* [Dataset items]:
◆ ◆ ◆ ◆
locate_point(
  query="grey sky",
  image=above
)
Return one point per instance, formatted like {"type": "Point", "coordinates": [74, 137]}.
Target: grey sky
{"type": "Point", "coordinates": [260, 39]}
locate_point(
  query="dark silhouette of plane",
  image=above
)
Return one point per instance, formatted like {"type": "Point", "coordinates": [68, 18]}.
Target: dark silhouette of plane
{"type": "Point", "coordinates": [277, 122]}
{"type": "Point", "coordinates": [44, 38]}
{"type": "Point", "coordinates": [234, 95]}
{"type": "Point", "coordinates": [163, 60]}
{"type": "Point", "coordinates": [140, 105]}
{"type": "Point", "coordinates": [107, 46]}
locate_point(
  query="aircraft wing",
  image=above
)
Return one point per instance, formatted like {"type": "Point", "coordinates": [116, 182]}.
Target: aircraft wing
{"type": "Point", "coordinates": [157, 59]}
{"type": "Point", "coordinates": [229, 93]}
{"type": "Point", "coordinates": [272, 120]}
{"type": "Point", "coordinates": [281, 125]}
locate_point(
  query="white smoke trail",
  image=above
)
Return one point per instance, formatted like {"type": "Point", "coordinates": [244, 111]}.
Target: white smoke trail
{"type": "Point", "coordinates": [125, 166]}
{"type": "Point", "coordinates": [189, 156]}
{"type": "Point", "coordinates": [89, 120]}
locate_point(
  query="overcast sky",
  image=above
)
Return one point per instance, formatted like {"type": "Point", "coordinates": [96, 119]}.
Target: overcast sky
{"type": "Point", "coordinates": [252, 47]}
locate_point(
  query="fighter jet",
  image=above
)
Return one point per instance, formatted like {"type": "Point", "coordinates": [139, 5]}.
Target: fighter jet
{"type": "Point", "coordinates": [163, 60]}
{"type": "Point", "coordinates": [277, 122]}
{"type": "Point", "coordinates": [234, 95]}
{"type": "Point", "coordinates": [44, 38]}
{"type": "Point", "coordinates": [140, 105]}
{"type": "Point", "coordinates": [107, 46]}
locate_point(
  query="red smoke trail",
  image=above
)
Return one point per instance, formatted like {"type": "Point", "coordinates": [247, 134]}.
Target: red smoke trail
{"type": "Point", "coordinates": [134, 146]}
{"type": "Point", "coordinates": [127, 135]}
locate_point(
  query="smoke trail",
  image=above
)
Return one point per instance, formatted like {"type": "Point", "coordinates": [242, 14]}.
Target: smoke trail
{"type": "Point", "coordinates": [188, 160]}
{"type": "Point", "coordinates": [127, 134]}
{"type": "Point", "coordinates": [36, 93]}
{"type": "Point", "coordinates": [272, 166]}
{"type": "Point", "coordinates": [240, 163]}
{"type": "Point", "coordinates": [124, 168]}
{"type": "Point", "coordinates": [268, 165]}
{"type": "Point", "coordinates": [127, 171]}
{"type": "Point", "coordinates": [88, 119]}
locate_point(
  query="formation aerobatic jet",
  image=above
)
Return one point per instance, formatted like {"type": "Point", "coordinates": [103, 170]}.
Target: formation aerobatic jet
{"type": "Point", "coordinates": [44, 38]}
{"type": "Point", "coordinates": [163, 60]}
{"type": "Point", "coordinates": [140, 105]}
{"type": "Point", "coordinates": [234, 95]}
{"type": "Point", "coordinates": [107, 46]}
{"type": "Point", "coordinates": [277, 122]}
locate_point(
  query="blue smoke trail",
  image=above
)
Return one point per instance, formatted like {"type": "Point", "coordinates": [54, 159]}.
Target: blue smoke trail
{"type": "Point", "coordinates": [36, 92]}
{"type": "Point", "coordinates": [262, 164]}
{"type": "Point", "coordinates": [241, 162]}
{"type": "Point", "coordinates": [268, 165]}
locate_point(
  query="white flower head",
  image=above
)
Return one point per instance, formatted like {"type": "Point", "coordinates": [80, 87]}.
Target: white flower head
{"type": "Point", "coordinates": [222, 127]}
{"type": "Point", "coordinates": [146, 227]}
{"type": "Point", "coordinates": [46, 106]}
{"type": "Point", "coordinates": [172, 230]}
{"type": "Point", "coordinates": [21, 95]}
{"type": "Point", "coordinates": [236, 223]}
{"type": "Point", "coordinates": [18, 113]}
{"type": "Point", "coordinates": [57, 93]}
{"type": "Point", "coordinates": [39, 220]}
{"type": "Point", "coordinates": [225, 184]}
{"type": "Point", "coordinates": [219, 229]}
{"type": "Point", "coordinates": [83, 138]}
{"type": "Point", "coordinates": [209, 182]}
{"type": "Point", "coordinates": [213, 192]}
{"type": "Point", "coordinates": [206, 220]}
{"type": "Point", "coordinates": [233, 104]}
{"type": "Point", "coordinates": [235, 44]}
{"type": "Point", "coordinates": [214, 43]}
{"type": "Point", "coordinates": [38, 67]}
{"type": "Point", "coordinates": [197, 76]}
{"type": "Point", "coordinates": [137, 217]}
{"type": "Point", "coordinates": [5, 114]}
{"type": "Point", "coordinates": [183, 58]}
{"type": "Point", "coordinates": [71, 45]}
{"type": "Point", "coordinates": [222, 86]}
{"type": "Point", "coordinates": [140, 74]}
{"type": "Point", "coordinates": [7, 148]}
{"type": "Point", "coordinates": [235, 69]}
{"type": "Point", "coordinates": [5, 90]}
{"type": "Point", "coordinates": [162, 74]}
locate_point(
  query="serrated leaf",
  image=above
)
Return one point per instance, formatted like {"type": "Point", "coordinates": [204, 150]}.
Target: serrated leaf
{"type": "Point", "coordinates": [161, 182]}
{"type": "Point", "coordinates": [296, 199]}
◆ ◆ ◆ ◆
* [What the task asks]: Repeat each entry word for word.

* [Reply]:
locate_point(
  query="grey sky",
  image=above
)
Return one point per instance, formatted like {"type": "Point", "coordinates": [74, 137]}.
Target: grey sky
{"type": "Point", "coordinates": [260, 39]}
locate_point(
  query="dark silhouette of plane",
  image=above
)
Return one point per instance, formatted like {"type": "Point", "coordinates": [68, 18]}.
Target: dark silhouette of plane
{"type": "Point", "coordinates": [277, 122]}
{"type": "Point", "coordinates": [44, 38]}
{"type": "Point", "coordinates": [234, 95]}
{"type": "Point", "coordinates": [163, 60]}
{"type": "Point", "coordinates": [140, 105]}
{"type": "Point", "coordinates": [107, 46]}
locate_point(
  query="aircraft wing",
  image=above
)
Return one point per instance, formatted like {"type": "Point", "coordinates": [116, 182]}.
Target: aircraft wing
{"type": "Point", "coordinates": [157, 59]}
{"type": "Point", "coordinates": [229, 93]}
{"type": "Point", "coordinates": [272, 120]}
{"type": "Point", "coordinates": [281, 125]}
locate_point(
  query="white smoke trail",
  image=above
)
Return one point per instance, formatted like {"type": "Point", "coordinates": [244, 111]}.
Target: white smoke trail
{"type": "Point", "coordinates": [125, 166]}
{"type": "Point", "coordinates": [189, 156]}
{"type": "Point", "coordinates": [89, 120]}
locate_point(
  query="overcast sky",
  image=above
)
Return one point per instance, formatted like {"type": "Point", "coordinates": [96, 119]}.
Target: overcast sky
{"type": "Point", "coordinates": [252, 47]}
locate_point(
  query="fighter jet",
  image=above
)
Return one point per instance, formatted like {"type": "Point", "coordinates": [139, 5]}.
Target: fighter jet
{"type": "Point", "coordinates": [163, 60]}
{"type": "Point", "coordinates": [277, 122]}
{"type": "Point", "coordinates": [234, 95]}
{"type": "Point", "coordinates": [44, 38]}
{"type": "Point", "coordinates": [140, 105]}
{"type": "Point", "coordinates": [107, 46]}
locate_point(
  query="red smoke trail",
  image=above
)
Return one point per instance, formatted like {"type": "Point", "coordinates": [247, 134]}.
Target: red smoke trail
{"type": "Point", "coordinates": [134, 146]}
{"type": "Point", "coordinates": [127, 135]}
locate_point(
  query="smoke trail",
  image=above
)
Return one point per instance, formatted like {"type": "Point", "coordinates": [242, 14]}.
Target: smoke trail
{"type": "Point", "coordinates": [188, 160]}
{"type": "Point", "coordinates": [127, 134]}
{"type": "Point", "coordinates": [36, 93]}
{"type": "Point", "coordinates": [272, 166]}
{"type": "Point", "coordinates": [240, 163]}
{"type": "Point", "coordinates": [124, 168]}
{"type": "Point", "coordinates": [268, 165]}
{"type": "Point", "coordinates": [127, 171]}
{"type": "Point", "coordinates": [88, 119]}
locate_point(
  query="formation aerobatic jet",
  image=above
)
Return one point per instance, formatted like {"type": "Point", "coordinates": [103, 170]}.
Target: formation aerobatic jet
{"type": "Point", "coordinates": [44, 38]}
{"type": "Point", "coordinates": [163, 60]}
{"type": "Point", "coordinates": [140, 105]}
{"type": "Point", "coordinates": [234, 95]}
{"type": "Point", "coordinates": [107, 46]}
{"type": "Point", "coordinates": [277, 122]}
locate_point(
  query="blue smoke trail",
  image=above
)
Return one point per instance, formatted like {"type": "Point", "coordinates": [54, 159]}.
Target: blue smoke trail
{"type": "Point", "coordinates": [36, 92]}
{"type": "Point", "coordinates": [262, 164]}
{"type": "Point", "coordinates": [241, 162]}
{"type": "Point", "coordinates": [268, 165]}
locate_point(
  query="white flower head",
  image=above
)
Return one point per instance, formatted like {"type": "Point", "coordinates": [80, 87]}.
Target: white flower head
{"type": "Point", "coordinates": [222, 127]}
{"type": "Point", "coordinates": [146, 227]}
{"type": "Point", "coordinates": [46, 106]}
{"type": "Point", "coordinates": [172, 230]}
{"type": "Point", "coordinates": [21, 95]}
{"type": "Point", "coordinates": [236, 223]}
{"type": "Point", "coordinates": [18, 113]}
{"type": "Point", "coordinates": [57, 93]}
{"type": "Point", "coordinates": [39, 220]}
{"type": "Point", "coordinates": [225, 184]}
{"type": "Point", "coordinates": [219, 229]}
{"type": "Point", "coordinates": [83, 138]}
{"type": "Point", "coordinates": [209, 182]}
{"type": "Point", "coordinates": [213, 192]}
{"type": "Point", "coordinates": [206, 220]}
{"type": "Point", "coordinates": [233, 104]}
{"type": "Point", "coordinates": [235, 44]}
{"type": "Point", "coordinates": [214, 43]}
{"type": "Point", "coordinates": [38, 67]}
{"type": "Point", "coordinates": [197, 76]}
{"type": "Point", "coordinates": [137, 217]}
{"type": "Point", "coordinates": [5, 114]}
{"type": "Point", "coordinates": [183, 58]}
{"type": "Point", "coordinates": [71, 45]}
{"type": "Point", "coordinates": [222, 86]}
{"type": "Point", "coordinates": [140, 74]}
{"type": "Point", "coordinates": [7, 148]}
{"type": "Point", "coordinates": [235, 69]}
{"type": "Point", "coordinates": [5, 90]}
{"type": "Point", "coordinates": [162, 74]}
locate_point(
  query="serrated leaf",
  image=above
)
Return one point per instance, formatted like {"type": "Point", "coordinates": [204, 150]}.
Target: serrated leaf
{"type": "Point", "coordinates": [161, 182]}
{"type": "Point", "coordinates": [296, 199]}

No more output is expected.